Extract to read:

According to the four key points obtained, we divide the text boundary into top and bottom sides, as shown in Fig. 6 (b). At the same time, we re-sample $K/2$ control points according to the principle of equidistance on the top and bottom sides, respectively. As shown in Fig. 6 (b), the re-adjusted initial text boundary has $K$ control points ( $T=\{c_{{}_{0}},...,c_{{}_{i}},...,c_{{}_{K-1}}\}$ ), which are symmetrically distributed on top and bottom sides.

Boundary Refinement Module. Due to the varying directions and shapes of text, it is challenging to directly predict accurate text boundary. Therefore, we first use the initial boundary to roughly locate text and separate the neighboring text. But, these coarse initial boundaries only partially cover the text instances, resulting in inaccurate recognition due to incomplete text regions. Similar to TextBPN++ [28], we employ a lightweight transformer network as our boundary refinement module (BRM). To simplify the model structure and reduce parameters, we adopt the strategy of sharing parameters and self-iterative refinement, as shown in Fig. 3. In each refinement iteration, the BRM takes the previously predicted boundary as input and generates a new boundary, enabling dynamic refinement of text boundaries to adapt to various text shapes and scales.

Supplied information:
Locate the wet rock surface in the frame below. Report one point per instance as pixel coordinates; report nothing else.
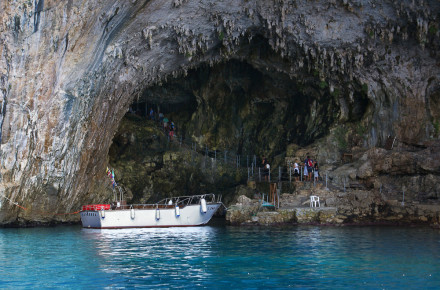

What to do:
Could you reproduce everything in the text-boundary passage above, word for word, from "According to the four" down to "and bottom sides."?

Answer to this exercise:
According to the four key points obtained, we divide the text boundary into top and bottom sides, as shown in Fig. 6 (b). At the same time, we re-sample $K/2$ control points according to the principle of equidistance on the top and bottom sides, respectively. As shown in Fig. 6 (b), the re-adjusted initial text boundary has $K$ control points ( $T=\{c_{{}_{0}},...,c_{{}_{i}},...,c_{{}_{K-1}}\}$ ), which are symmetrically distributed on top and bottom sides.